## Work to be completed
According to the article about Fitbit Flow, what standard equipment does the emergency ventilator build on?

───── Passage to read

Smart wearables maker, Fitbit, has developed a low-cost, easy-to-use emergency ventilator called ‘Fitbit Flow’. The device has obtained Emergency Use Authorization (EUA) from the US Food and Drug Administration (US FDA) for use during the COVID-19 public health emergency, the company announced Wednesday. The device builds on standard resuscitator bags, like those used by paramedics. It also uses sophisticated sensors and alarms that work together to support automated compressions and patient monitoring, the company said.

According to an official press release, the Fitbit Flow is inspired by the MIT E-Vent Design Toolbox and is based on specifications for Rapidly Manufactured Ventilation Systems. The company says it consulted with Oregon Health & Science University and the Mass General Bringham Center on its design and development. Fitbit is also working on including a high-resolution display with the ventilator to view the system’s status and pressure waveforms.

──────────
───── Given entries

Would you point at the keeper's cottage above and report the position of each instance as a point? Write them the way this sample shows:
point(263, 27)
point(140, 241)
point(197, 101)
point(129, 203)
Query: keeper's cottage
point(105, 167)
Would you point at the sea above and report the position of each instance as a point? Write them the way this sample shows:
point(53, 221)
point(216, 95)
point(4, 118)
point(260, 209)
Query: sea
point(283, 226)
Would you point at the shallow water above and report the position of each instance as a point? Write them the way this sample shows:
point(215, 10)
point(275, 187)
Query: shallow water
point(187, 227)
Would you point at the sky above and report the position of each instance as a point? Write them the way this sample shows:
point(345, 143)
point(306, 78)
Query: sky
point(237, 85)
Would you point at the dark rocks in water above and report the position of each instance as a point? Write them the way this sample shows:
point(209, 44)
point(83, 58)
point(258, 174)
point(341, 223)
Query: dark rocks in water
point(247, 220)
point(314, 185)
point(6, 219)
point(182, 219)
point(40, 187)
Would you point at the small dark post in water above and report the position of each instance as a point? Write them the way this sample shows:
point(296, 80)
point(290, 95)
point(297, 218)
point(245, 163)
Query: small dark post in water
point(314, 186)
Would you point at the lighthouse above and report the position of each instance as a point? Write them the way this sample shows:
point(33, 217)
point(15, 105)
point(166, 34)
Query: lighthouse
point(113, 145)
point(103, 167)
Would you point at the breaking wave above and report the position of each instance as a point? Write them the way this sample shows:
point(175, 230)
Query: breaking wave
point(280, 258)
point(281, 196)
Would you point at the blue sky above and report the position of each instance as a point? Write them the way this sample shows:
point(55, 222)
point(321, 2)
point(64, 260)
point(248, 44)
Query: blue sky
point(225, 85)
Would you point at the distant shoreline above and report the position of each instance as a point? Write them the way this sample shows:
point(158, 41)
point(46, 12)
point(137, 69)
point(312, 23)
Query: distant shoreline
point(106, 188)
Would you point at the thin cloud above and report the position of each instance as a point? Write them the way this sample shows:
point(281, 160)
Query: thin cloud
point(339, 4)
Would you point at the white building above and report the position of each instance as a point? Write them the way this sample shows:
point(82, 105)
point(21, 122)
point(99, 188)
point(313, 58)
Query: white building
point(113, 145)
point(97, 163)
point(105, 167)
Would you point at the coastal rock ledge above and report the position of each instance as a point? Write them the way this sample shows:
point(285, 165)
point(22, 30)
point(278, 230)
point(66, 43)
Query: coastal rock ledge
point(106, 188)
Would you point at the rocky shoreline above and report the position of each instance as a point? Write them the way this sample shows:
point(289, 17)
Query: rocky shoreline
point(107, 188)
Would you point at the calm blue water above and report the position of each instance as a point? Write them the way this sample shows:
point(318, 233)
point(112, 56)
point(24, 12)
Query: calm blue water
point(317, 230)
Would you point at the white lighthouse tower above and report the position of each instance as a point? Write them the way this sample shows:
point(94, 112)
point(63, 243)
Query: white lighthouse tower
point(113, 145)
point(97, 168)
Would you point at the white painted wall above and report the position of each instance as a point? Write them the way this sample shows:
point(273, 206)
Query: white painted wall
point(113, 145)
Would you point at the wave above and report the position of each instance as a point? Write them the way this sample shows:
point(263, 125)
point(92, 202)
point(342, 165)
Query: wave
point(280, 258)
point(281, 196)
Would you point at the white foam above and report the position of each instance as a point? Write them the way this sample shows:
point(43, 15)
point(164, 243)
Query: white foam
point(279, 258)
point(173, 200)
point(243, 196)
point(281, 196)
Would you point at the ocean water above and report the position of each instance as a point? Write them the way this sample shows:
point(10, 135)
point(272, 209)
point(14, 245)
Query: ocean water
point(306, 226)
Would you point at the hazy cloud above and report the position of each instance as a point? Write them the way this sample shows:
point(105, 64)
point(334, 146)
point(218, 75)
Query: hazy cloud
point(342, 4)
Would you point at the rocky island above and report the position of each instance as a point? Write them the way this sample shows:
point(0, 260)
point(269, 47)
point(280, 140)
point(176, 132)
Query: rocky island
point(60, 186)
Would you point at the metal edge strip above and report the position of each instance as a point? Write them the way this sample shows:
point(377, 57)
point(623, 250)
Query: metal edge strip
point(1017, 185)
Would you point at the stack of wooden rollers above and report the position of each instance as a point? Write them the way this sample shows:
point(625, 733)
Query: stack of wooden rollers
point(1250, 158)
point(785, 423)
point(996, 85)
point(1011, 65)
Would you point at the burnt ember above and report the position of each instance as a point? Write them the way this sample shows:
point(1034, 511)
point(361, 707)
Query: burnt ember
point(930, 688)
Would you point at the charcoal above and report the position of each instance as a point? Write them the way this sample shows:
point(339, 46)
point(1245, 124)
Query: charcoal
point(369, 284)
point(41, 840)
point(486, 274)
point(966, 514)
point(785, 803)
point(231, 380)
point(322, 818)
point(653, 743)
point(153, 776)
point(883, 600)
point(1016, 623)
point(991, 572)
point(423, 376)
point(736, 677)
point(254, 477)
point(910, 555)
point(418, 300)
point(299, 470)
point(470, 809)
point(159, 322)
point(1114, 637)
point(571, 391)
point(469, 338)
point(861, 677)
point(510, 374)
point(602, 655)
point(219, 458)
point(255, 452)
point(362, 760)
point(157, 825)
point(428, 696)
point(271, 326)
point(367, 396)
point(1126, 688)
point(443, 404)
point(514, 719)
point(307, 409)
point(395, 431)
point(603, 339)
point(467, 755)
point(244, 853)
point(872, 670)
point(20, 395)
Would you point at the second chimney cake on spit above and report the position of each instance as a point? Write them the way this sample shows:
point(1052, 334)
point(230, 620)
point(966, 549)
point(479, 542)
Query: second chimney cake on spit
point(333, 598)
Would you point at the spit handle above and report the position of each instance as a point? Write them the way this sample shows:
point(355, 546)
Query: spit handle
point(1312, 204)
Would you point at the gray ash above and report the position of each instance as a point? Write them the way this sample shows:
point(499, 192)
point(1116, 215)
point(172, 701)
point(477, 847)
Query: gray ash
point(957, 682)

──────────

## Problem solution
Standard resuscitator bags, like those used by paramedics.